— Start Records supplied —

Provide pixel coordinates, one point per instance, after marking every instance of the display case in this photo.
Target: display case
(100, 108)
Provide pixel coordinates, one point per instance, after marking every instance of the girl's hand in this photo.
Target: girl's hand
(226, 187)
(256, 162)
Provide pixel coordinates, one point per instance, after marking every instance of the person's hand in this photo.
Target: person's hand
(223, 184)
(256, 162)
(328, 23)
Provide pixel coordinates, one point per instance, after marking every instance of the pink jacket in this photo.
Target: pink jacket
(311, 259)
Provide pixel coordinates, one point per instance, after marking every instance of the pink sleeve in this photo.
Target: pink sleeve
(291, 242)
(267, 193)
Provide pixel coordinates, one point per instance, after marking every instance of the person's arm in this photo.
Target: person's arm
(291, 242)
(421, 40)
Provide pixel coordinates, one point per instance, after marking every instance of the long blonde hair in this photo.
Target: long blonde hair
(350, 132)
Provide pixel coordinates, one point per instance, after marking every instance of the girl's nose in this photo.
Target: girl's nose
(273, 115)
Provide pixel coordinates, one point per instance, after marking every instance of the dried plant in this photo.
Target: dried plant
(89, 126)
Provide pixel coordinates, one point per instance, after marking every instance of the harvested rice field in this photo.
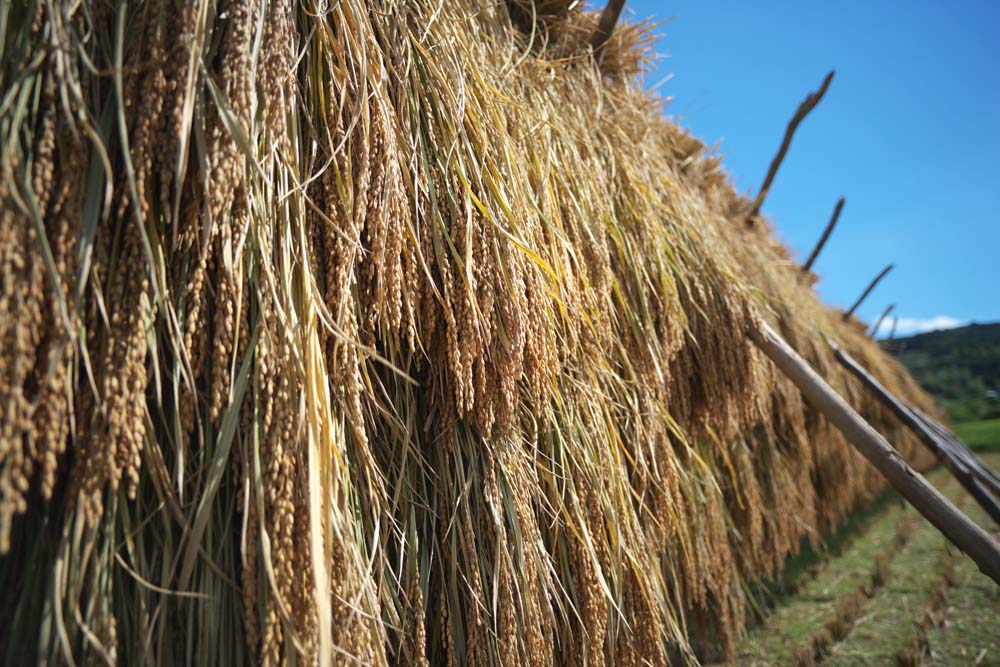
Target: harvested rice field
(893, 593)
(407, 333)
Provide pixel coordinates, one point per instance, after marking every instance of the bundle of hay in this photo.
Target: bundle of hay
(386, 332)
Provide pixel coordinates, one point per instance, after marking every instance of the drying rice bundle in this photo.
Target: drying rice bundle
(388, 333)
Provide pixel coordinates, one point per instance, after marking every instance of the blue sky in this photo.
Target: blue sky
(909, 133)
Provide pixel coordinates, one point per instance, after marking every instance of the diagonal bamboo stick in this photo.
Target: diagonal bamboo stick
(956, 526)
(881, 319)
(964, 471)
(825, 236)
(807, 105)
(868, 290)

— End Records supplied —

■ Exercise prompt:
Print out every entry above without changing a word, and leave out the pictures.

■ Output for this exercise:
Provide pixel coordinates, one point per instance, after marking every instance of the display case in this photo.
Target: display case
(100, 108)
Provide pixel coordinates, one point per instance, after marking every instance of the girl's hand in this photo.
Target: girl's hand
(226, 187)
(256, 162)
Provide pixel coordinates, one point per instance, after marking every instance of the person's hand in this photo.
Target: person's hand
(223, 184)
(256, 162)
(328, 23)
Provide pixel coordinates, one point per instance, after marking every instance of the pink jacket in this photo.
Target: pink jacket
(311, 259)
Provide pixel coordinates, one point per instance, after marking every instance of the pink sleeve in this photo.
Target: pink sleeve
(291, 242)
(267, 193)
Provide pixel coordinates, one point per instance, after marking every instance of the person's arm in this photo.
Target: person's arm
(291, 242)
(421, 40)
Provide pixel coordinates, one point per instance, after marking every instance of the long blonde hair in this photo.
Target: long blonde hair
(350, 132)
Provide pixel coordinates, one point per instance, after marking every instance of the girl's nose in this photo.
Target: girl's nose
(273, 115)
Provide pixel coordinates, one point per instance, after marking every instance of the dried plant in this photo.
Target: dried plant
(89, 126)
Provide pixel coordinates, one point per instance, after marking every instance of the harvested rice field in this photo.
Target: harvested rice field
(893, 593)
(407, 333)
Provide pixel coordinates, one point per instance, after marking every instance of the bundle of hay in this photo.
Target: bundle of hay
(386, 332)
Provide pixel coordinates, one point per instance, after marking every instance of the drying rice bundle in this photo.
Target: drying rice bundle
(388, 333)
Provide pixel coordinates, one point per instance, after marking every instance of the blue sky in this photo.
Target: blue sky
(909, 133)
Provide pixel coordinates, one point per instance, after marking every instance of the diagonal bamboo stick in this photo.
Target: diagonal bamboo stick
(956, 526)
(881, 319)
(964, 471)
(825, 236)
(807, 105)
(868, 290)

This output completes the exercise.